Return each line of the listing below, unchanged, and omit the images.
# Start of DATA
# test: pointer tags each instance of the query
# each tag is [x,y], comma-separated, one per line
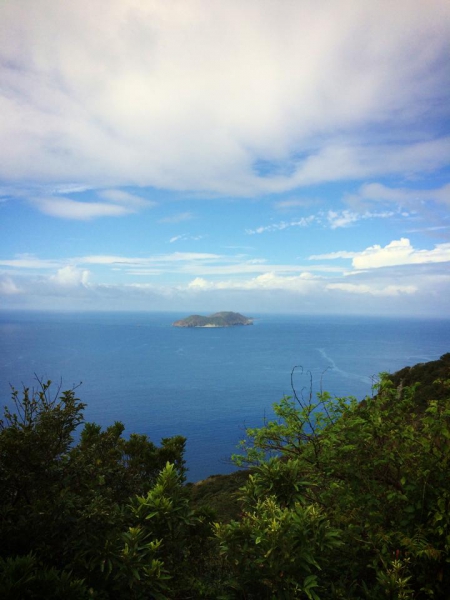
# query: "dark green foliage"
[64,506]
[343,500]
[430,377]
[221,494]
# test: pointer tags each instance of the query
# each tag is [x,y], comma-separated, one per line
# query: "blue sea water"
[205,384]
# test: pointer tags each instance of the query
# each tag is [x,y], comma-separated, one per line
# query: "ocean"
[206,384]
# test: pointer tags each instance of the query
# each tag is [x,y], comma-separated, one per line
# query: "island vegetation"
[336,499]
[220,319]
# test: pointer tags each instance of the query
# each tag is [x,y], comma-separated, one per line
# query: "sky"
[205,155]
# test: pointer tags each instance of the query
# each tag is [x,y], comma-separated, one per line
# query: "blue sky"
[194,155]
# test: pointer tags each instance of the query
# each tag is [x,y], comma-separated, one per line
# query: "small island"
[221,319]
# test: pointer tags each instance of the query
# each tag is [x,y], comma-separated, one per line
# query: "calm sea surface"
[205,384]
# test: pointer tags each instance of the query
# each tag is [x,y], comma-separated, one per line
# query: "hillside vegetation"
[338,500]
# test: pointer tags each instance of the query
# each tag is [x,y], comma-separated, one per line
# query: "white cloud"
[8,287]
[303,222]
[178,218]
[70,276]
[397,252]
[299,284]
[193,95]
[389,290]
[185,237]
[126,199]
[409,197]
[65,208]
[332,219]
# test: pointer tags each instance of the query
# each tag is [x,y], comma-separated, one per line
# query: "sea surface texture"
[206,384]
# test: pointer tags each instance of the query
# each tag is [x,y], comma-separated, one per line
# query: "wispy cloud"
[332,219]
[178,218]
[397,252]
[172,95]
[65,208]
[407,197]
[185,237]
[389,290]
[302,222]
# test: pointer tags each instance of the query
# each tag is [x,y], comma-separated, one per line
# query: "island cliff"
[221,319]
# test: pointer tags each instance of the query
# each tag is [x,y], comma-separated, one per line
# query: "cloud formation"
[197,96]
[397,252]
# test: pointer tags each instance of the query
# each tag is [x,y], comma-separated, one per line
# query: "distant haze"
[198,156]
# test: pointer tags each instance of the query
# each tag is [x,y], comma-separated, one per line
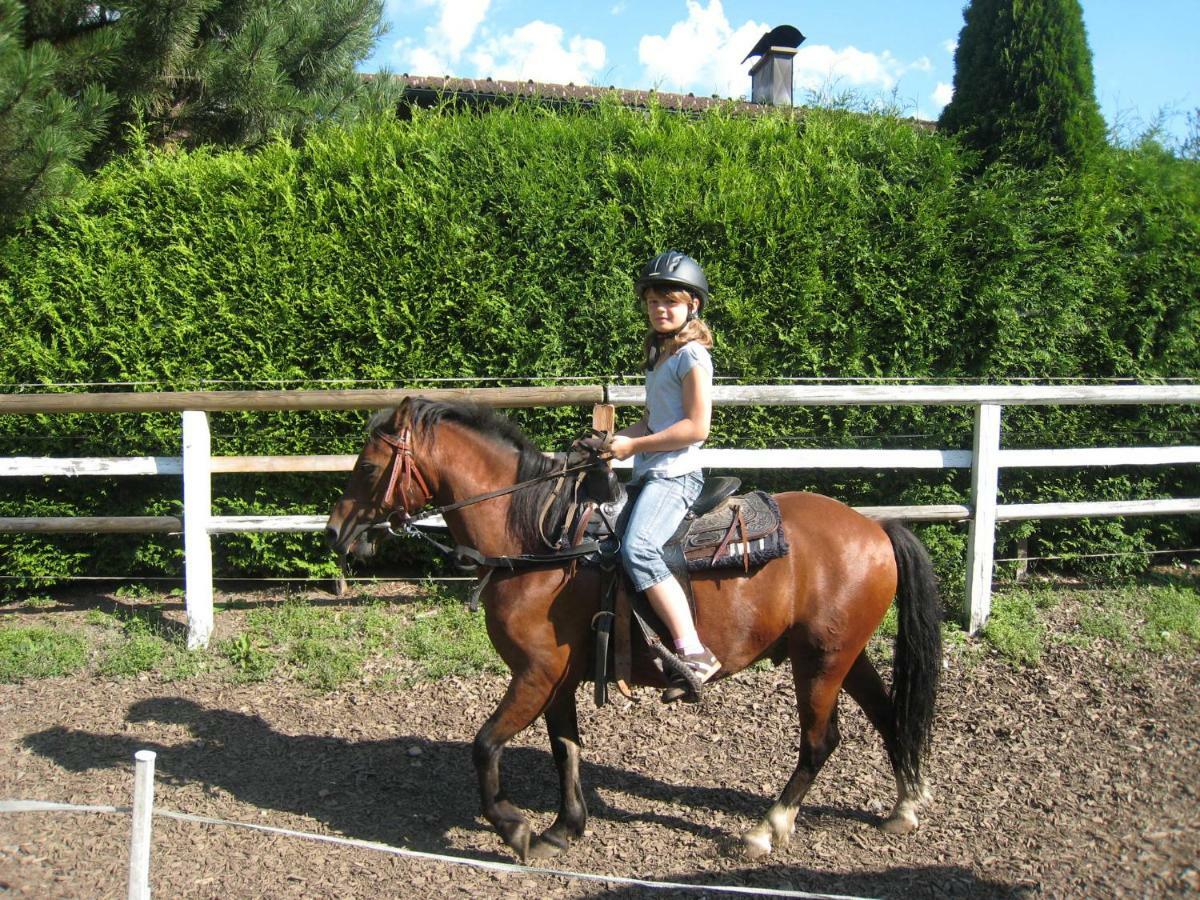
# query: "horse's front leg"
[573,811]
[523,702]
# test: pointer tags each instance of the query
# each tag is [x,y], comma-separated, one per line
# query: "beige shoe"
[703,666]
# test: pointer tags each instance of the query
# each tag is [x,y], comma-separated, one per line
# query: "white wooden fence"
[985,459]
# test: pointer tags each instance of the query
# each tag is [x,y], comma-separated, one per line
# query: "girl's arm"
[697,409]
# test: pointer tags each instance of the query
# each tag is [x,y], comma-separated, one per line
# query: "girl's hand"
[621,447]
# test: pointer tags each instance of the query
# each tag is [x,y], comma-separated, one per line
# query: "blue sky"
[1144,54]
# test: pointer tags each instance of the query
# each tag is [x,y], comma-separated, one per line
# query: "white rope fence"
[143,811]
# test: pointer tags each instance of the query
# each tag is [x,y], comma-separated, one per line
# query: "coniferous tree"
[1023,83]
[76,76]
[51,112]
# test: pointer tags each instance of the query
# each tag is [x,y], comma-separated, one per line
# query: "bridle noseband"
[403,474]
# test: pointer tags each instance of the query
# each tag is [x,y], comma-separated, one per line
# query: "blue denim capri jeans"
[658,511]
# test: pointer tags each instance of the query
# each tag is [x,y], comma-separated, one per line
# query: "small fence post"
# End of DATA
### COMPLETE ANSWER:
# test: pointer tags each instance of the query
# each tag is [x,y], comma-separated, one per line
# query: "dark green foliage"
[64,506]
[343,500]
[430,377]
[221,494]
# test: pointer tags each instance of the query
# each tag is [x,y], comma-separated, one per line
# query: "blue sea water"
[205,384]
# test: pointer tags each instance of the query
# each tag is [x,y], comma-separated, one per line
# query: "ocean"
[206,384]
# test: pointer tags each instance of the query
# each tag is [x,y], comma-separated, one per line
# query: "island vegetation"
[336,499]
[220,319]
# test: pointer tags each instance of the query
# each tag is [x,y], comma-separated, one per line
# query: "sky"
[205,155]
# test: pointer tags each instance of the query
# each tag is [x,y], comma-separated, one per line
# query: "blue sky"
[194,155]
# test: pointer tags each instance of the query
# each tag is [x,y], comma-separated, one per line
# query: "small island"
[221,319]
# test: pointer tags each instance of the query
# each tag is [x,y], comma-separated, one per line
# query: "calm sea surface"
[205,384]
# test: pointer tags each instance of the query
# each tag is [x,y], comma-separated, one per line
# query: "hillside vegetation"
[338,500]
# test: pointer tags each instance of the query
# each tag is [x,y], comma-separated, one per line
# query: "white cloud"
[8,287]
[303,222]
[178,218]
[70,276]
[397,252]
[299,284]
[193,95]
[389,290]
[185,237]
[126,199]
[409,197]
[65,208]
[332,219]
# test: pointer tags each instance of the query
# each tag is [x,y], comma-separated, one per line
# query: "sea surface texture"
[206,384]
# test: pointer tags each instance of the query
# each tag is [x,y], comma-separated, one per line
# query: "wispy cloud"
[332,219]
[178,218]
[397,252]
[172,95]
[65,208]
[407,197]
[185,237]
[389,290]
[302,222]
# test: pointer tags each instance of the query
# each tag is [x,y], comma-separated, one per line
# query: "island cliff"
[221,319]
# test: pointer tags each instance of the query
# each tag is [x,y], comma-separated, one per line
# query: "cloud formation"
[197,96]
[397,252]
# test: pointer tags each instance of the query
# each tag is [x,y], comma-separated, one per line
# query: "distant haze"
[198,156]
# test: pointer tags each instance of the query
# each tag is [x,y], comma-separated, one per line
# query: "horse's front leg"
[573,811]
[523,702]
# test: pointer tags each instance of the query
# each tag is [x,y], comma-separated, one per line
# query: "beige shoe"
[703,666]
# test: pointer tags each instance of the query
# each tag is [x,y], comma-separated, one per line
# query: "white wooden fence"
[985,459]
# test: pointer tags each instance of the query
# each tag is [x,y], comma-separated, one per line
# query: "girl's arm"
[697,409]
# test: pointer tags each instance of the query
# each tag is [x,y], comma-separated, one per line
# query: "girl's hand"
[621,447]
# test: pointer tags each instance of the query
# each tag is [x,y], comma-separated, one per line
# query: "blue sky"
[1144,54]
# test: pointer tags each instance of the query
# each tag is [x,y], comma-separated, one per line
# query: "white rope fence"
[143,811]
# test: pointer tags each instance of the query
# each tag is [x,y], comma-separated, one per line
# query: "coniferous tree"
[1023,83]
[76,76]
[51,112]
# test: pointer tags each instance of the query
# each tag is [x,y], comma-separated, one per line
# query: "bridle noseband"
[403,474]
# test: pointer tags each instance of the query
# each tag is [x,y], comma-separated, one per line
# query: "blue denim capri jeans"
[658,511]
# test: pointer tags each instance of the query
# each tag is [x,y], comma-separated, one per line
# query: "small fence post"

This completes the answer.